*** PASSAGE ***
The primary focus of my lab is to study the interface between pathogen and host. The main areas of my research interest include the innate and adaptive immune responses to respiratory pathogens, and the mechanisms by which such viruses and bacteria fight the host immune system. The initial response of the body to infection involves a series of events characterized by the rapid up-regulation and recruitment of effectors molecules and cells, which facilitate the elimination of the pathogen and the restoration of homeostasis. However, this response is not unidirectional. The pathogen has developed complex strategies to initially challenge the immune system of the host but also to resist successfully its counter attack. A better understanding of the virulence mechanism of the pathogen will contribute to the development of new strategies directed to fight the infection. In addition, the initial mechanisms in the host response directed to contain the infection will be studied. The combination of the two previous perspectives will contribute to the better understanding of the immune response to the disease challenges, allowing the design of more effective ways to enhance the host immune response.
We are currently using state-of-the-art imaging techniques such as 2-photon intravital microscopy, and confocal microscopy to address some of the aforementioned questions. These techniques enable the study of the interaction between the pathogen and the host in a completely new dimension, monitoring the cell-to-cell and microbe-to-cell interaction in real time. In addition, we will use some classic imaging techniques, such as electron and scanning microscopy, in order increase the resolution and structural information of the infected tissue or cell.
Biomedical databases are essential to feed research in the era of data-science. To this end, the group provided to the scientific community (paper) the first database of immune cell movements captured by 2-photon intravital microscopy.
Imaging experts from 7 international research groups collaborated to capture and track several types of cells in broad experimental conditions.
2-photon intravital microscopy video capturing the migration of neutrophils in the lymph node
Group leaders: Santiago F. González
Status: In progress
Vaccination against influenza confers in most of the cases protection against the disease. However, the current vaccines are hampered by the need of yearly vaccinations in order to protect against new circulating variants of the virus. Another important limitation of the current influenza vaccines is the development of a suboptimal immunogenicity in the elderly, in patients with chronic diseases, the immunocompromised and in young children, which correlates with higher morbidity and mortality in these risk groups. The aim of this project is to study the relevance of the inflammatory reaction induced by influenza vaccines in the lymph node. I propose to evaluate the effects that inflammation has on the previously described mechanism of capture and transport of the viral particles from the injection site to the B cell follicle. Understanding the mechanism of action of the influenza vaccine will enable the manipulation of the immune response in order to induce a strongly immunogenic, safer and protective response through vaccination. Moreover, this knowledge is expected to improve other vaccine models, thus benefiting the field of vaccination.
*** End of PASSAGE ***
*** DATA SECTION ***
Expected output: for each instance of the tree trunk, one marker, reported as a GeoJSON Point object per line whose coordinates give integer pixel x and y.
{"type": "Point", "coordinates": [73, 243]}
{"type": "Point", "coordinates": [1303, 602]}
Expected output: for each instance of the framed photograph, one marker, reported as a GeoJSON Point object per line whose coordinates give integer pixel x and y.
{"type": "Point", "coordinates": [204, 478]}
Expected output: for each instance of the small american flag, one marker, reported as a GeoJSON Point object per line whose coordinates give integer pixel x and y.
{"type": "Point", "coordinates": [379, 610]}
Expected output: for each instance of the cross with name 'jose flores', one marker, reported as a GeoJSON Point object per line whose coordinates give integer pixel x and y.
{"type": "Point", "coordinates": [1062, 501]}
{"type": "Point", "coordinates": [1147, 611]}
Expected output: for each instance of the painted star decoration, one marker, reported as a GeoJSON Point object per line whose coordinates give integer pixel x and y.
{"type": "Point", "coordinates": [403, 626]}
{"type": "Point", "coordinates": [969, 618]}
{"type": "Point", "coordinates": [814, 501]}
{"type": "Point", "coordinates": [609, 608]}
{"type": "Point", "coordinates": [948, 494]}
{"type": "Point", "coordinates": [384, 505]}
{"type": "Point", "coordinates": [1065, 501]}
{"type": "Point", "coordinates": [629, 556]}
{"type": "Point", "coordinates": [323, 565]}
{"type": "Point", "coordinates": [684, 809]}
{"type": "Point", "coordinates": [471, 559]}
*** End of DATA SECTION ***
*** DATA SECTION ***
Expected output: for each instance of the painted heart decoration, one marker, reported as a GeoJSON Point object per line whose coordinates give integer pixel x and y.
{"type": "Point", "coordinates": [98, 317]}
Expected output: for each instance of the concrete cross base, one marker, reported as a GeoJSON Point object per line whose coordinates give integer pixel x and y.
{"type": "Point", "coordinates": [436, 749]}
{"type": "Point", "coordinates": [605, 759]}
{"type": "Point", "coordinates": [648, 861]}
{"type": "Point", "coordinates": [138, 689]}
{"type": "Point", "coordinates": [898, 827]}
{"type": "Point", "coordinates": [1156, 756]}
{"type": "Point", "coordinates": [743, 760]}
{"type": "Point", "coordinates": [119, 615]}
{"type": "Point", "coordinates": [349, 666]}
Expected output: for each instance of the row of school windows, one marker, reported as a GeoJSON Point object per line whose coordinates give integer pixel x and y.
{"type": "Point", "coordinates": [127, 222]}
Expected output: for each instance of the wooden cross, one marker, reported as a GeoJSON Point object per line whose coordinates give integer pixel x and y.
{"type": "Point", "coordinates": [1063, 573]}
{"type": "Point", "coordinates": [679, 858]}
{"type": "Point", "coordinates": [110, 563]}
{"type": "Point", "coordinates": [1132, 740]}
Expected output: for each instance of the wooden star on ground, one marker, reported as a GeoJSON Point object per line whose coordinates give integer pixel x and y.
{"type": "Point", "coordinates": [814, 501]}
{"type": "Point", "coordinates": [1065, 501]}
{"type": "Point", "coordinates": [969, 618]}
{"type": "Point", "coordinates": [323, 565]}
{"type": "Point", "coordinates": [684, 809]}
*** End of DATA SECTION ***
# [TO DO]
1 > Condense the paragraph of the research description that begins "We are currently using state-of-the-art imaging techniques" into a short bulleted list that keeps its main facts.
2 > Name every microscopy technique mentioned in the research description.

# [PER-TASK ANSWERS]
1 >
- Current imaging techniques: 2-photon intravital microscopy and confocal microscopy.
- These let the group study pathogen–host interaction in a new dimension by monitoring cell-to-cell and microbe-to-cell interactions in real time.
- Classic techniques, electron and scanning microscopy, will also be used to increase the resolution and structural information of infected tissue or cells.

2 >
- 2-photon intravital microscopy
- Confocal microscopy
- Electron microscopy
- Scanning microscopy